● Extrait à lire

══════════

MAURITANIE : Situation tendue



L'Eveil Hebdo - Ce mois de mai aura été particulièrement rude pour les partisans du pouvoir qui se sont toujours évertués à dresser un tableau idyllique de la situation du pays qui, selon eux, était la «meilleure dans le meilleur des mondes possibles».
Pourtant, entre le «dérapage» du Président de la République à Néma, au sujet de la natalité des descendants d’esclaves, le rapport Philippe Alston, Expert des Nations Unies, qui a mis le doigt sur «l’exclusion politique et économique de plus des deux tiers de la population» du pays, la fronde des sénateurs, qui digèrent mal l’annonce de la suppression de leur Chambre, mais surtout les attaques proférées à leur encontre par leurs frères de parti …il n’y a pas de quoi être optimiste.

Si on y ajoute la libération de Biram, l’absence de dialogue politique, l’explosion prévisible et inévitable de la «bombe aurifère»….

Près de deux ans après la réélection du Président Mohamed Ould Abdel Aziz pour un second et – officiellement – dernier mandat, la Mauritanie n’arrive toujours pas à sortir de la crise. Sans perspective politique, vu l’absence de dialogue, moteur indispensable pour un hypothétique consensus sur les grands problèmes nationaux, les autres dimensions de la crise, économiques, sociales et sécuritaires, la patrie du million de poètes poursuit sa course vertigineuse et démente vers l’inconnu.

La persistance de la crise politique s’exprime, de manière éloquente, à la lecture des rapports, de plus en plus tendus, entre les acteurs classiques que sont le pouvoir et l’opposition. Entre les deux, une polémique toujours stérile, sans aucune perspective de dialogue fécond. La mouvance majoritaire attend une reconnaissance formelle de la «régularité» de la victoire de juillet 2014.

══════════

Extraits de données d'étiquetage de localisation:

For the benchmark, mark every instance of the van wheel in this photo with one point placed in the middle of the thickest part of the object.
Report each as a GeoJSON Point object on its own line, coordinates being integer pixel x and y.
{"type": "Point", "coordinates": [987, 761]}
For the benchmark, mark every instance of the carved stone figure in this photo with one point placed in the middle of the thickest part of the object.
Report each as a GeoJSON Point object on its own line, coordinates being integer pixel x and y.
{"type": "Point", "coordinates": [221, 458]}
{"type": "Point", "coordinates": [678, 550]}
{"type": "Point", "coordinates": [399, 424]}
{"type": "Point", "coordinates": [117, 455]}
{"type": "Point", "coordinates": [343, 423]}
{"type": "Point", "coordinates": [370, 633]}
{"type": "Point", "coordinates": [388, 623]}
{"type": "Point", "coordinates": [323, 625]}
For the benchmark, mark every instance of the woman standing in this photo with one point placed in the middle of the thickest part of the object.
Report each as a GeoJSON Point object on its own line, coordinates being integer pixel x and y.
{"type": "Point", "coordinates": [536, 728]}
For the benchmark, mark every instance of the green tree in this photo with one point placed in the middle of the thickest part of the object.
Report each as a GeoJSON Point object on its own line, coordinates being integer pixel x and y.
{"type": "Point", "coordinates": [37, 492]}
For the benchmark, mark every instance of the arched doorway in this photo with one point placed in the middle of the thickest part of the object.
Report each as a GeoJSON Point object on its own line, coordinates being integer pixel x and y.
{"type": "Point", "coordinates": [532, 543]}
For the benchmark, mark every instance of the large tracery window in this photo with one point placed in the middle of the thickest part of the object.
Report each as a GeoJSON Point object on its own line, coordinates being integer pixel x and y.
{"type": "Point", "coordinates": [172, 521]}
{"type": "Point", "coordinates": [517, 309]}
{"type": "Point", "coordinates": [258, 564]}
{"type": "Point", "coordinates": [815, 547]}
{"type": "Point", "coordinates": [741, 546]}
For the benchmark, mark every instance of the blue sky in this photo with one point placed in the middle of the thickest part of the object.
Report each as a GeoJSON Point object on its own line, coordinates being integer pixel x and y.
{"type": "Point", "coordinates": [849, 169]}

══════════

● Défis
(A) Reprenez le passage de l'article sur la Mauritanie allant de « L'Eveil Hebdo - Ce » jusqu'à « quoi être optimiste. » inclus, en changeant « sénateurs » en « parlementaires ».
(B) Traduisez en anglais cette phrase de l'article sur la Mauritanie : « Près de deux ans après la réélection du Président Mohamed Ould Abdel Aziz pour un second et – officiellement – dernier mandat, la Mauritanie n’arrive toujours pas à sortir de la crise. »
(C) Répondez brièvement à ces questions sur l'article sur la Mauritanie :
(i) Dans quelle ville a eu lieu le « dérapage » du Président de la République ?
(ii) Selon le rapport Philippe Alston, quelle part de la population subit une exclusion politique et économique ?
(iii) De quelle victoire la mouvance majoritaire attend-elle une reconnaissance formelle de la « régularité » ?
Ces entrées constituent un matériau indépendant de l'article sur la Mauritanie.

● Solutions
(A)
L'Eveil Hebdo - Ce mois de mai aura été particulièrement rude pour les partisans du pouvoir qui se sont toujours évertués à dresser un tableau idyllique de la situation du pays qui, selon eux, était la «meilleure dans le meilleur des mondes possibles».
Pourtant, entre le «dérapage» du Président de la République à Néma, au sujet de la natalité des descendants d’esclaves, le rapport Philippe Alston, Expert des Nations Unies, qui a mis le doigt sur «l’exclusion politique et économique de plus des deux tiers de la population» du pays, la fronde des parlementaires, qui digèrent mal l’annonce de la suppression de leur Chambre, mais surtout les attaques proférées à leur encontre par leurs frères de parti …il n’y a pas de quoi être optimiste.

(B) Nearly two years after the reelection of President Mohamed Ould Abdel Aziz for a second and – officially – final term, Mauritania still cannot get out of the crisis.

(C)
(i) À Néma.
(ii) Plus des deux tiers de la population.
(iii) La victoire de juillet 2014.